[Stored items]
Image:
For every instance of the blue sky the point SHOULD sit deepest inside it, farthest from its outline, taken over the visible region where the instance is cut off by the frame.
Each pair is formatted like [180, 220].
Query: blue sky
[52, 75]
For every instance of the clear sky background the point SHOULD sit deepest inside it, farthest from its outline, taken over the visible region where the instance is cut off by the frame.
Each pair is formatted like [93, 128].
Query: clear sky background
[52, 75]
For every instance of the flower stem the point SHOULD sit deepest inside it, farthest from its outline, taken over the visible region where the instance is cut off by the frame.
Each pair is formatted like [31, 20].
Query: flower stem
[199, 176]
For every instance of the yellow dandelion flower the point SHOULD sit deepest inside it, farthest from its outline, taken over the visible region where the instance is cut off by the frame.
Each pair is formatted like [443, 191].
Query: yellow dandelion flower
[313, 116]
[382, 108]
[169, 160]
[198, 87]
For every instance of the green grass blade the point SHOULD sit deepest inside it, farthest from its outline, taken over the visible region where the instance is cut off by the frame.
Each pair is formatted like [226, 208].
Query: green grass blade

What to work on: Nothing but the lines from the line containing "Each pair is formatted like [31, 20]." through the final line of the entries should appear in your answer, copied exactly.

Worked solution:
Each pair is formatted like [31, 20].
Query: flower stem
[199, 176]
For every instance of the yellow dandelion flower the point SHOULD sit deepest inside it, farthest from its outline, taken over the visible region where the instance is cut off by the frame.
Each pair is formatted like [443, 191].
Query: yellow dandelion flower
[313, 116]
[382, 108]
[169, 160]
[198, 87]
For every instance of the green grass blade the point SHOULD sit deepest inside it, farthest from its outline, taken over the visible region where the instance is cut off by the frame.
Each pair is formatted like [226, 208].
Query: green grass blade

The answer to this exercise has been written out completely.